## FRAGMENTO DEL DOCUMENTO
============

Su abuela le decía que la familia no tenía joyas, pero tenía historias. Le contaba, por ejemplo, la de sus antepasados del siglo XIX que formaron parte de los primeros colonos de Michigan, de cómo cooperaban con los indios y de lo orgullosos que se sentían porque nunca empuñaron armas.
Michael Moore era un niño apasionado de la historia y la política. Cuenta que un día, cuando su madre lo llevó a conocer el Capitolio de Washington, se perdió entre los pasillos del edificio y recibió la ayuda de un joven senador. Era Robert Francis Kennedy. Cuenta también uno de los momentos difíciles de su vida: cuando murió su madre. Un día se puso muy enferma y Moore dudó en llevarla al “hospital más cercano” o al “mejor hospital.” Eligió la primera opción y… no había suficiente personal médico ni bien capacitado ni el equipo técnico necesario. La señora murió al día siguiente y la tristeza y la culpa no dejan de asaltar al también autor de Estúpidos hombres blancos.

============

## DATOS PROPORCIONADOS
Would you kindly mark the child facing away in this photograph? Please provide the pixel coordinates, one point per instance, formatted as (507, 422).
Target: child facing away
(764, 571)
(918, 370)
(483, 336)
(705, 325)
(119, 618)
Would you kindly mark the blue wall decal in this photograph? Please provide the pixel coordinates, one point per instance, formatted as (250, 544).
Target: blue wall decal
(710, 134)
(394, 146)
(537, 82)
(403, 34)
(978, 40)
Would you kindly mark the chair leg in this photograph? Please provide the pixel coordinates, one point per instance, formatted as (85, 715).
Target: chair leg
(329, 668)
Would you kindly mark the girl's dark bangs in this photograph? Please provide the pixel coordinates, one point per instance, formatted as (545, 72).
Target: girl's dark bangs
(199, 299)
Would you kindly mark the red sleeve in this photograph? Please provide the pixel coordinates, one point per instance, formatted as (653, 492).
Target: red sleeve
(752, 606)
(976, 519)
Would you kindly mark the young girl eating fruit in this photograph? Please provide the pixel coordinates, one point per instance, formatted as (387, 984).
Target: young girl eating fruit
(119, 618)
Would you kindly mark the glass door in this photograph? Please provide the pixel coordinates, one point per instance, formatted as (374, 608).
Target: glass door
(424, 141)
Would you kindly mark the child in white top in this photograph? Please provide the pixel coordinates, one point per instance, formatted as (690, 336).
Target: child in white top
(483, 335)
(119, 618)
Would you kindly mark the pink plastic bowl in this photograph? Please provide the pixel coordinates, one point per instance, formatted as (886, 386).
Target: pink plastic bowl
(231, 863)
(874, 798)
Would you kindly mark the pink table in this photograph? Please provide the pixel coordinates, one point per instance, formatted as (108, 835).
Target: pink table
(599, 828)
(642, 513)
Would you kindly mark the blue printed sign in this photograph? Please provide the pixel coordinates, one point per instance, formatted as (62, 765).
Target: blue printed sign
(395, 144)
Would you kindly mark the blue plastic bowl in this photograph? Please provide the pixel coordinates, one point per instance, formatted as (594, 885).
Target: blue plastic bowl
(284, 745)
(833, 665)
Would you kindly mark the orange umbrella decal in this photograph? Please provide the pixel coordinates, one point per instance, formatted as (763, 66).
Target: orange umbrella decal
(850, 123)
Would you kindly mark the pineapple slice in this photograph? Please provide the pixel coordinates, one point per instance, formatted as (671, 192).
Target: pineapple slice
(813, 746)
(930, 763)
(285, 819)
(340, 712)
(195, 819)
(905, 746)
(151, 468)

============

## TAREAS POR REALIZAR
a – Indica si cada afirmación concuerda con el texto sobre Michael Moore y cita las palabras exactas que lo deciden: (i) Los antepasados de su familia estuvieron entre los primeros colonos de Michigan. (ii) Fue su padre quien lo llevó a conocer el Capitolio de Washington. (iii) Su madre murió el mismo día en que se puso enferma.
b – Según el texto sobre Michael Moore, ¿quién lo ayudó cuando se perdió en los pasillos del Capitolio?
c – Continúa el texto sobre Michael Moore a partir de su última oración.

## RESPUESTAS POR TAREA
a –
(i) Sí: "sus antepasados del siglo XIX que formaron parte de los primeros colonos de Michigan".
(ii) No: "cuando su madre lo llevó a conocer el Capitolio de Washington".
(iii) No: "La señora murió al día siguiente".

b – Lo ayudó un joven senador, Robert Francis Kennedy.

c –
Recuerda cómo se enfrentó con timidez a sus primeras citas de amor, la idea de escapar a Canadá para evitar que el ejercito lo llamara para participar en la guerra de Vietnam (a su padre lo llamaron para ir a la Segunda Guerra Mundial y estuvo a punto de morir y él no quería pasar por lo mismo), para qué servía ser parte del consejo Educativo de su Escuela y defender los derechos de los estudiantes y cómo intentó ayudar a su mejor amiga para que abortara, pues a pesar ser un católico practicante consideraba que “un óvulo fecundado no es un ser humano. La vida comienza fuera del útero.”
Pero la etapa de su vida que sentaría las bases para su posterior éxito profesional serían sus años de periodista. En 1976, junto con un grupo de amigos, fundó el periódico Flint Voice. Se dedicaban, principalmente, a hacer reportajes de denuncia acerca de los abusos de políticos y empresarios. A principios de los 80 del siglo pasado viajó a Acapulco para colarse en una serie de reuniones en donde varios magnates estadounidenses se planteaban cómo trasladar sus compañías a México con el fin de abaratar costos. Una de esas compañías era General Motors.
La fábrica de General Motors era el principal sostén económico de una pequeña ciudad como Flint, donde había nacido y crecido Michael Moore. Poco tiempo después, con este antecedente, haría su primera película. Ya no tenía trabajo, había cerrado su periódico y pensó que sería buena llevar a la pantalla el caso de cómo Flint y su industria languidecían. Moore había visto cientos de películas, hacía un profundo análisis argumental y técnico de las que más le gustaban, pero nunca había estudiado cine y mucho menos había intentado hacer una. Así que recurrió a Kevin Rafferty, director de documentales como The atomic cafe.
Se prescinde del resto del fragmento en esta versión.